Could you update the listing below by changing every "Detections" to "Bounding boxes" and leaving everything else as is, then write it out again without the pictures?

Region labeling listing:
■ ■ ■

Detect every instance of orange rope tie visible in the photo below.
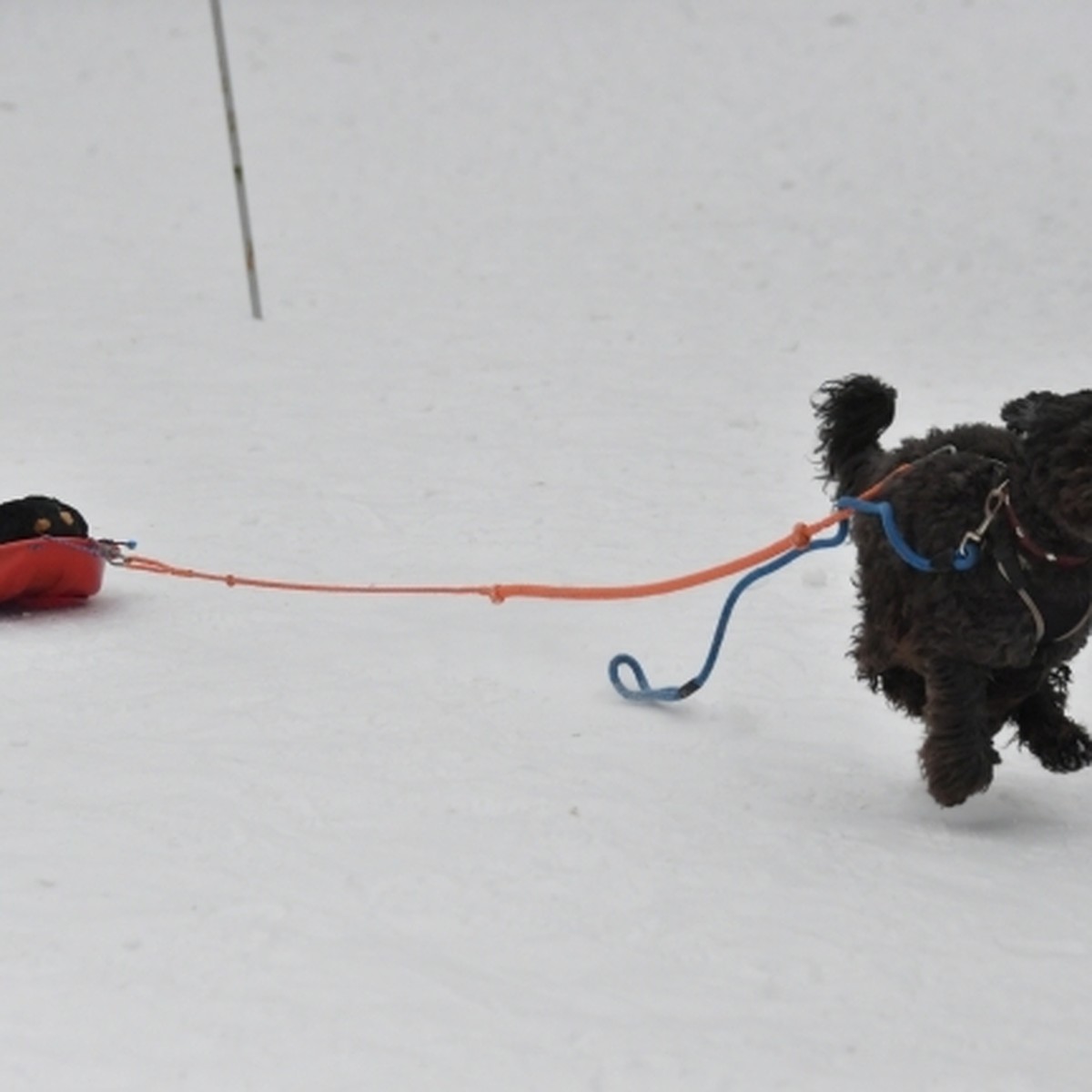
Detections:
[120,463,911,602]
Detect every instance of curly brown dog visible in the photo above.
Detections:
[814,376,1092,807]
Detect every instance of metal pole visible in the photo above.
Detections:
[211,0,262,318]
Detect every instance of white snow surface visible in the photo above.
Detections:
[6,0,1092,1092]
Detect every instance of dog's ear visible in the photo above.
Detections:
[1001,391,1058,436]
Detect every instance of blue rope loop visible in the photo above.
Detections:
[607,497,982,701]
[607,520,850,701]
[837,497,979,572]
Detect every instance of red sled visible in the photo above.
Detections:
[0,536,106,611]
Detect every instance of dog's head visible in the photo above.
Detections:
[1001,389,1092,541]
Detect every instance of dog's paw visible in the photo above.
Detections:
[1020,721,1092,774]
[0,497,87,542]
[918,736,1001,808]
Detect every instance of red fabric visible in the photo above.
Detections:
[0,537,106,608]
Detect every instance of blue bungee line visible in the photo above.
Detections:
[607,497,981,701]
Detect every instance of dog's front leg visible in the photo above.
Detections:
[1015,665,1092,774]
[918,657,1000,807]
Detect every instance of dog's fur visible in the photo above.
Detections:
[814,376,1092,807]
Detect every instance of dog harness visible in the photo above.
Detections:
[947,473,1092,644]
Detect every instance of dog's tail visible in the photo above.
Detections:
[812,376,895,493]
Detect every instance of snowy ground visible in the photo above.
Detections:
[6,0,1092,1092]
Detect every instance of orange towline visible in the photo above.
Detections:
[116,464,908,602]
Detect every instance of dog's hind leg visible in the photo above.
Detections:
[1012,664,1092,774]
[918,659,1000,807]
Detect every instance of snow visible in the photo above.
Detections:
[6,0,1092,1092]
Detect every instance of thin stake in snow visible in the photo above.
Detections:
[211,0,262,318]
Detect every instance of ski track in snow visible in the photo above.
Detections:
[0,0,1092,1092]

■ ■ ■

→ EXERCISE RESPONSE:
Detect every instance of orange rope tie visible in the photo below.
Bounding boxes:
[120,463,911,602]
Detect every instance of curly brown dog visible in the photo above.
Bounding boxes:
[814,376,1092,807]
Detect every instance of metal pole visible in the photo above.
Bounding boxes:
[211,0,262,318]
Detect every instance of white snow surface visible in the photo above.
Bounding boxes:
[6,0,1092,1092]
Detect every instance of dog's ear visible in the photo above.
Bounding boxes:
[1001,391,1058,436]
Detect every instance of blue rope loop visible in the photo above.
Bounding boxes:
[607,497,982,701]
[607,520,850,701]
[837,497,979,572]
Detect every instance of red sled visible in the photo above.
Bounding boxes:
[0,536,106,611]
Detect every instance of dog's head visible in the photo above.
Bounding boxes:
[1001,389,1092,541]
Detect every instance of dog's paw visible in the photo above.
Bounding boxes:
[1020,721,1092,774]
[0,497,87,542]
[918,736,1001,808]
Detect every instance of red fabric visible in the photo above.
Bounding boxes:
[0,537,106,608]
Detect every instance of blue bungee line visible in the photo above.
Bounding boxes:
[607,497,981,701]
Detect every instance of dog's front leg visible in the photo above.
Bounding boxes:
[1015,665,1092,774]
[918,657,1000,807]
Detect every instance of dog's fur visible in the photo above.
Bounding boxes:
[814,376,1092,807]
Detect every instance of dog harness visible in the photo above.
Bounding boxes:
[947,473,1092,644]
Detect every instance of dog's tail visible in the photo above.
Bounding boxes:
[812,376,895,493]
Detect every instance of snowy ground visible in the photo above.
Bounding boxes:
[6,0,1092,1092]
Detect every instance of orange towline visible in the photo above.
Bounding boxes:
[116,464,908,602]
Detect every instance of dog's hind leg visible in the photo above.
Bounding boxes:
[1012,664,1092,774]
[918,659,1000,807]
Detect every instance of snow visible in the photo above.
Bounding boxes:
[6,0,1092,1092]
Detect every instance of thin stake in snow visible in the photo above.
Bounding boxes:
[211,0,262,318]
Detect every instance of ski track in snow visible in the photo above.
Bounding boxes:
[0,0,1092,1092]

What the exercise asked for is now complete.